→ **PROBLEM A**:
From the records below, extract every line that contains the word "plant", matching case exactly.

***** TEXT TO READ

Farmers across the Northern Hemisphere are gearing up for the spring planting season caught in the crosshairs of the La Niña weather phenomenon, higher farming costs from the surge in oil and fertilizer prices adding to already elevated inflation, and the unfolding crisis in Ukraine. In addition, borrowing costs are likely about go up in the United States for the first time since the 2015-2018 cycle, with the Federal Reserve (Fed) expected to begin raising short-term interest rates in mid-March.
The turmoil over Ukraine has already lifted prices for primary commodities such as corn, soybeans, and wheat to multi-year highs (Figure 1), which could in turn up the heat on rising consumer prices for meats and other foodstuff and put pressure on margins for food companies. Corn and soybeans are the primary feedstock for livestock and poultry. Wheat is a critical ingredient in diets all over the world, from breads, scones, cakes, pizza, noodles, and so much more. With food prices soaring, the economic implications are most severe for emerging market countries where spending on food makes up a higher percentage of total income, but the economic ramifications will also be felt in developed countries.

**********
***** MATERIAL FOR THIS TASK

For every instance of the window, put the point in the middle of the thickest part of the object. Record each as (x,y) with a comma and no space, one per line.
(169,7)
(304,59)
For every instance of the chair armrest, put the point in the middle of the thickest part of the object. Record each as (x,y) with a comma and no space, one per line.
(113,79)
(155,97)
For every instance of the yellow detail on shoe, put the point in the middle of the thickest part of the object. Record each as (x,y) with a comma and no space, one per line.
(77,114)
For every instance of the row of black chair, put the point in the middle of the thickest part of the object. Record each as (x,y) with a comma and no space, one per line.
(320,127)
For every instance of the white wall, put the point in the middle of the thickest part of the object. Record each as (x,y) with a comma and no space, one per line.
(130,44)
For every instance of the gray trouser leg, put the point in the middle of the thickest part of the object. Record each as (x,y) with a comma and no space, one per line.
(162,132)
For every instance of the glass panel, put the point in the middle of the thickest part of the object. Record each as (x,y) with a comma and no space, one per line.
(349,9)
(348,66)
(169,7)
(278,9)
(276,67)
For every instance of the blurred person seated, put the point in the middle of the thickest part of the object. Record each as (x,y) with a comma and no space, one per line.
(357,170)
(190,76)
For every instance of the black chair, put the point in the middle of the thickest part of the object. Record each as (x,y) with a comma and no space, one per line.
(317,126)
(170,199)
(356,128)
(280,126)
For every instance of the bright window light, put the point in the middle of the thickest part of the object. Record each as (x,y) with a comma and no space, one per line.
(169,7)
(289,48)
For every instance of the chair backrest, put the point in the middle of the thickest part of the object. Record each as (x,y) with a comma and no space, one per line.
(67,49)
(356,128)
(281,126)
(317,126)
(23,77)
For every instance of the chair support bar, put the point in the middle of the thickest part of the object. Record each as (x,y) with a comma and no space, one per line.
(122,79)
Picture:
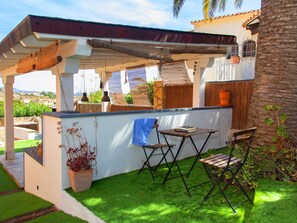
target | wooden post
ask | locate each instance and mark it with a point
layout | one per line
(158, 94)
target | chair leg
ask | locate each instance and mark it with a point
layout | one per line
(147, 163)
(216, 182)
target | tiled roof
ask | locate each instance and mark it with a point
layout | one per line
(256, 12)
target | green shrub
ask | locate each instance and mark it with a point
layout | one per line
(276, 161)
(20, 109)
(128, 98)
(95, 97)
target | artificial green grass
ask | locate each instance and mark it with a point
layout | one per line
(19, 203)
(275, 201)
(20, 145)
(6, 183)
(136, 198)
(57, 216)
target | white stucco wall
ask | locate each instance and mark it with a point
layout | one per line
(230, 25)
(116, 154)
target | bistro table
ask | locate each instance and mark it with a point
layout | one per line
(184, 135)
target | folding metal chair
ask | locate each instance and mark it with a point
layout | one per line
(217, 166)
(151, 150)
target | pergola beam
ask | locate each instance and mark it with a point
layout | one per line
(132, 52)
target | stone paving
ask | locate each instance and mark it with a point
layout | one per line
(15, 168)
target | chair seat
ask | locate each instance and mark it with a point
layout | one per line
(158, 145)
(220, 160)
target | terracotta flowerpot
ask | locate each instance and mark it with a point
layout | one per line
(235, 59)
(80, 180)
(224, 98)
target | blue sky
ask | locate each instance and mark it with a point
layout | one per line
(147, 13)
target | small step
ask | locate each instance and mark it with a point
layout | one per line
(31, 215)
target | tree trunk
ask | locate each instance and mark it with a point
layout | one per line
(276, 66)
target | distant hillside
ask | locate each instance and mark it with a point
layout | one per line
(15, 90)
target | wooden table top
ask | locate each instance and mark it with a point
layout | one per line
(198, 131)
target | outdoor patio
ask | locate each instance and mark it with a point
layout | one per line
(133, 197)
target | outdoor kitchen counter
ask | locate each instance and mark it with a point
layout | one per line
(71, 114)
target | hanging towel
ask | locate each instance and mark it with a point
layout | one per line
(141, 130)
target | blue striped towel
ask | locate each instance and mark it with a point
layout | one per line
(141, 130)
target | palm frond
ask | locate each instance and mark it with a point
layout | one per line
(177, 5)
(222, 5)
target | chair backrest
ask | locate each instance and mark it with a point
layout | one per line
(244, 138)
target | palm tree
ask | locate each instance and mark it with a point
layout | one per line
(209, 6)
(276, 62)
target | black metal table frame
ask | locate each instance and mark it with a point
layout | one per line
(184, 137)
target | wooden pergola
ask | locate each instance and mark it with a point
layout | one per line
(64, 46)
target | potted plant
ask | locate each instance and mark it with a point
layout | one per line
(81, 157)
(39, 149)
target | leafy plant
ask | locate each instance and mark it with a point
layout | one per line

**********
***** MATERIAL FOR THIS TASK

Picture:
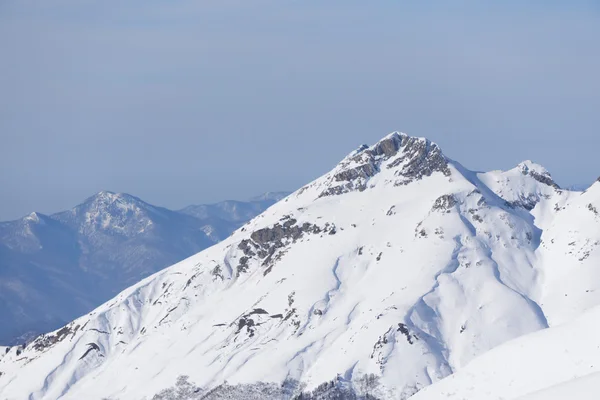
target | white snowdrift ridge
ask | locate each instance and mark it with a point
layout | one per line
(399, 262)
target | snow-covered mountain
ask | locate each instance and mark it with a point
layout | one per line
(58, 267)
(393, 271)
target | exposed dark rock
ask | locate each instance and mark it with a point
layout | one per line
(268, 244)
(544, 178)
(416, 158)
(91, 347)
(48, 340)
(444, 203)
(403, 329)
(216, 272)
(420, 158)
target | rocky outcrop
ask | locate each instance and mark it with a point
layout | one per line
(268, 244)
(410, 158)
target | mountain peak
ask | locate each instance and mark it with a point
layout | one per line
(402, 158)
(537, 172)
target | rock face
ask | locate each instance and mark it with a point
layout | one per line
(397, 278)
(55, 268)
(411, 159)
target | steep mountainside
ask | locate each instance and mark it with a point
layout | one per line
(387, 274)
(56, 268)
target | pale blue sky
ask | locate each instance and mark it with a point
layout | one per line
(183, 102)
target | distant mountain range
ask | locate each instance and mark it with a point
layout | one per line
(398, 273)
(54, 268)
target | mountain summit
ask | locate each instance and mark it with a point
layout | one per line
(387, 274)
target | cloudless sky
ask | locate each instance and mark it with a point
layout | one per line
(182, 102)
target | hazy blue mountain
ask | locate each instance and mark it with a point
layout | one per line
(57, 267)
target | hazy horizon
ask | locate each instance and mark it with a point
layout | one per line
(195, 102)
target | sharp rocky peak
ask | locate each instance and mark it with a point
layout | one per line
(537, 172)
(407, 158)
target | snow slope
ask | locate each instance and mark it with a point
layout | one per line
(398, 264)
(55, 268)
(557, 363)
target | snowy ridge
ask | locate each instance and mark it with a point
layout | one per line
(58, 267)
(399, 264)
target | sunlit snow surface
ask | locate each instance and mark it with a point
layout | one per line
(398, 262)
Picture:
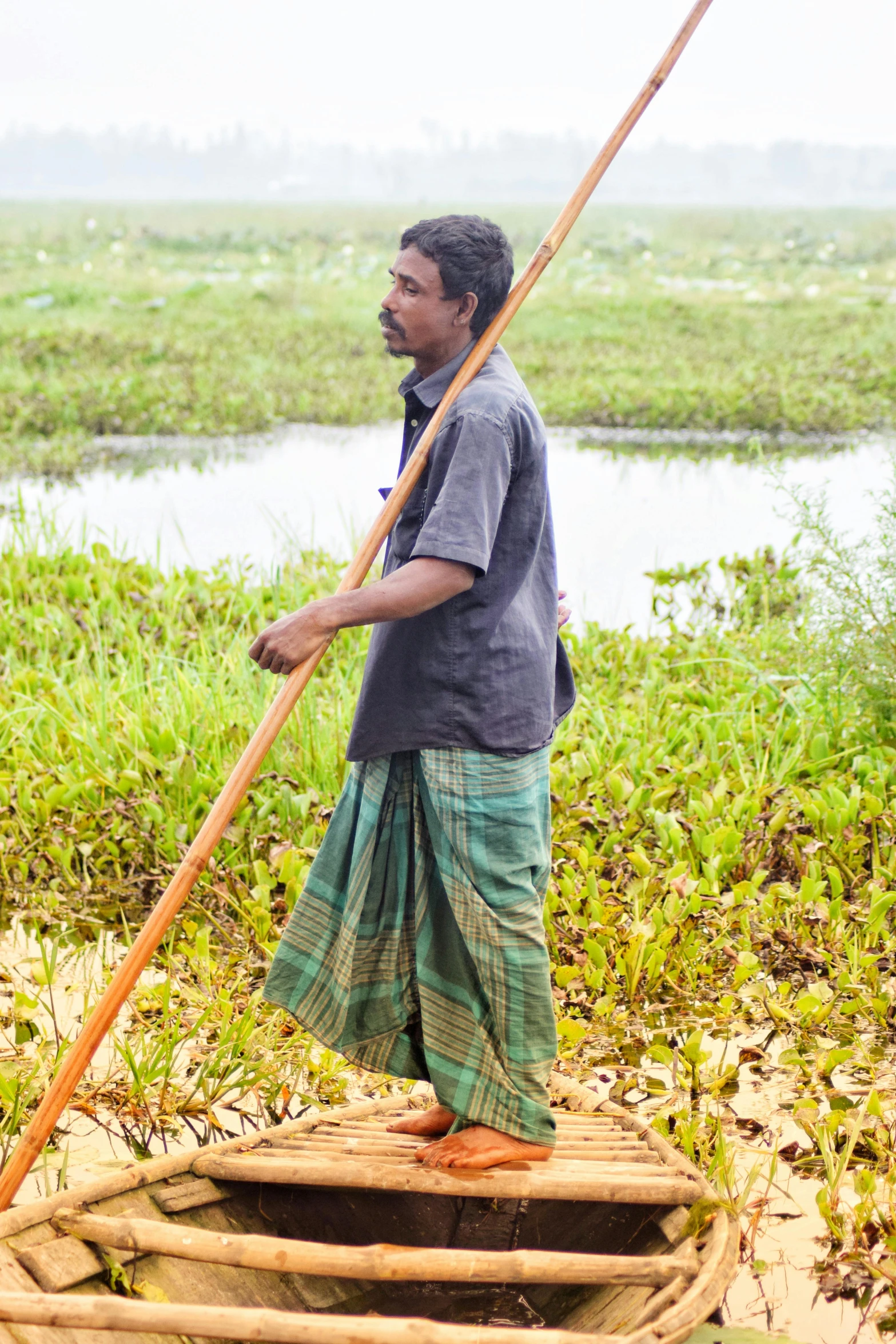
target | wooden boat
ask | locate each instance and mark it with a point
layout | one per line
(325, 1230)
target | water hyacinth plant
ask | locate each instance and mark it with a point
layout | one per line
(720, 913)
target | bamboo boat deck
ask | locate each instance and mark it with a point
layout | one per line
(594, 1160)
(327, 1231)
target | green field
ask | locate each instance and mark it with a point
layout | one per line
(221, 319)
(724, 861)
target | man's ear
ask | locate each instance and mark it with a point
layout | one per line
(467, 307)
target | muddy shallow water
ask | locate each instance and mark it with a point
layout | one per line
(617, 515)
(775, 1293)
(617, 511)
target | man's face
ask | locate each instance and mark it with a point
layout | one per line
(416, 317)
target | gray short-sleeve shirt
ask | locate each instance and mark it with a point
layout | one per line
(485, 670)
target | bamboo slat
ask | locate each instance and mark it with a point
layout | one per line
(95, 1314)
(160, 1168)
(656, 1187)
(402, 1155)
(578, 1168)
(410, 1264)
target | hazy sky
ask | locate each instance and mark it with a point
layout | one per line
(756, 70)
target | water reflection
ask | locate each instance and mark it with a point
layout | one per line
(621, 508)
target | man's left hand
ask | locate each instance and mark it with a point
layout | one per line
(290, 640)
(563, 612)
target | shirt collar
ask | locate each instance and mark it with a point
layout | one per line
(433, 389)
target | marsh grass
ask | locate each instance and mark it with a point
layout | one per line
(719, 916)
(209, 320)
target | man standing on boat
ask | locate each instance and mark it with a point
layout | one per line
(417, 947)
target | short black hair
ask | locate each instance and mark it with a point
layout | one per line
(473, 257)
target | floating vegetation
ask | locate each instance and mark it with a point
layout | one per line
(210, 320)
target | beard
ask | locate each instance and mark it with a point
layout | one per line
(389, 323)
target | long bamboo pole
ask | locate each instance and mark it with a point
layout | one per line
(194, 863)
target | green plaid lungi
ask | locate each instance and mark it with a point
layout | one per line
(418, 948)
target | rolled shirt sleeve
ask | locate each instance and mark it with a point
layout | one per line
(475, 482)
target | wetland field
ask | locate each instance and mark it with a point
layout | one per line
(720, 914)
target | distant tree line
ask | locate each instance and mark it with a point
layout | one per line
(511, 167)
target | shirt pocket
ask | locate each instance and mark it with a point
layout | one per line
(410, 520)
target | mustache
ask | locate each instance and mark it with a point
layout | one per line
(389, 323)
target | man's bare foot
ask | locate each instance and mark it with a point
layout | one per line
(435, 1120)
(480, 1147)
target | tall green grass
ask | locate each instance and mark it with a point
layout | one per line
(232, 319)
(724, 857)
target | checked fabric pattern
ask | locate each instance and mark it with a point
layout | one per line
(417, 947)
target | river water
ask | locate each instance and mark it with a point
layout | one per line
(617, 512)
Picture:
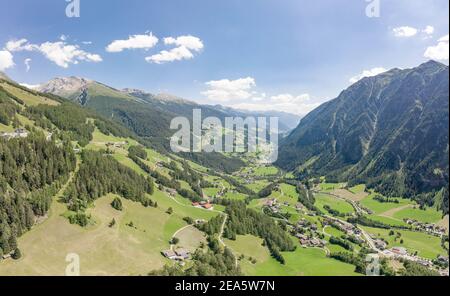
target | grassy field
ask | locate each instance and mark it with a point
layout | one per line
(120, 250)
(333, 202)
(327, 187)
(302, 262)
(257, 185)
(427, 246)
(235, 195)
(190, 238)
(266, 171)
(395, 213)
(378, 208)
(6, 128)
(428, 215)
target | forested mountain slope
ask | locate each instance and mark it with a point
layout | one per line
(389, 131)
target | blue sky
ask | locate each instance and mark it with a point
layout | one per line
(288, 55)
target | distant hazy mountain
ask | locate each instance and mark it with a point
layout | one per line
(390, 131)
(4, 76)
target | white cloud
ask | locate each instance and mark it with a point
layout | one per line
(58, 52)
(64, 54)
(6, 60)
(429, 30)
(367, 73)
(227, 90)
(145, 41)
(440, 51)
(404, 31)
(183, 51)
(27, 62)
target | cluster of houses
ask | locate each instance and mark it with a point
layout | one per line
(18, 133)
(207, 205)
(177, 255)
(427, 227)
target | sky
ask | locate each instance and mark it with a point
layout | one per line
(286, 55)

**********
***** MATERIAL FOR THIS TASK

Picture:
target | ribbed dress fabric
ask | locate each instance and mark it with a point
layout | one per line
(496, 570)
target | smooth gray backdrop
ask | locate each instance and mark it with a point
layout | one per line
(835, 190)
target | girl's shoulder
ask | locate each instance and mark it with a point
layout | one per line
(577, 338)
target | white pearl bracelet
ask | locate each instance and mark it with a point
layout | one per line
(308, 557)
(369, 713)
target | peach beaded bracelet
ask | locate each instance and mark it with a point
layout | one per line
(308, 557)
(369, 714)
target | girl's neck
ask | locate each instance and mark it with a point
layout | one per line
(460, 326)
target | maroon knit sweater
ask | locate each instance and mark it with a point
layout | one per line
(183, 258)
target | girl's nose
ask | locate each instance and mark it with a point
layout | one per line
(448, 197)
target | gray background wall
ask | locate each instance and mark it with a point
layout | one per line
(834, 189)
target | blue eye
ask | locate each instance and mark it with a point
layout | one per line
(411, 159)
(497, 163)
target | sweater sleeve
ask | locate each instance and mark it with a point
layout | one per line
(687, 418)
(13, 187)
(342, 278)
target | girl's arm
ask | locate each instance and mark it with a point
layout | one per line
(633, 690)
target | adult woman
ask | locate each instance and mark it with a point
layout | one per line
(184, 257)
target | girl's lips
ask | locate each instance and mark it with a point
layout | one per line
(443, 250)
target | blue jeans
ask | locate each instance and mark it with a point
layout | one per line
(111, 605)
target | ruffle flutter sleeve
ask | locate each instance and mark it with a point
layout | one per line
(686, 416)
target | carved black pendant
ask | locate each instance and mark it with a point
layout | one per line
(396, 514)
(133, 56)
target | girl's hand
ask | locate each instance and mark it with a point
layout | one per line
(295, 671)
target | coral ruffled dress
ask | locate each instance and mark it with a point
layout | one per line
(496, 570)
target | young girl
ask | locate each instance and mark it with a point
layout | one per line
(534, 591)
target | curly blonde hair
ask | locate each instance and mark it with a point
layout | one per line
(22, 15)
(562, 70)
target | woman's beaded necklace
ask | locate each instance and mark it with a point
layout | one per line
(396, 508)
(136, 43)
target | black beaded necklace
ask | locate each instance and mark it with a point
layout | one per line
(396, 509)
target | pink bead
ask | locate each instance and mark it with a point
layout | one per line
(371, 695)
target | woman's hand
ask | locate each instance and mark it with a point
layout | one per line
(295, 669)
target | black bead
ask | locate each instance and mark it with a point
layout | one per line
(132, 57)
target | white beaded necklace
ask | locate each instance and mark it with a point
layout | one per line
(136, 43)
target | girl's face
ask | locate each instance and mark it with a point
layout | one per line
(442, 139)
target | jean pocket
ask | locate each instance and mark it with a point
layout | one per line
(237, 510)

**********

→ **PROBLEM B**:
Retype the part of the farm commodities passage above from "The turmoil over" to "in developed countries." without changing any of the wording.

→ **REPLY A**:
target | potted plant
target | leafy plant
target | water hyacinth plant

→ **REPLY B**:
The turmoil over Ukraine has already lifted prices for primary commodities such as corn, soybeans, and wheat to multi-year highs (Figure 1), which could in turn up the heat on rising consumer prices for meats and other foodstuff and put pressure on margins for food companies. Corn and soybeans are the primary feedstock for livestock and poultry. Wheat is a critical ingredient in diets all over the world, from breads, scones, cakes, pizza, noodles, and so much more. With food prices soaring, the economic implications are most severe for emerging market countries where spending on food makes up a higher percentage of total income, but the economic ramifications will also be felt in developed countries.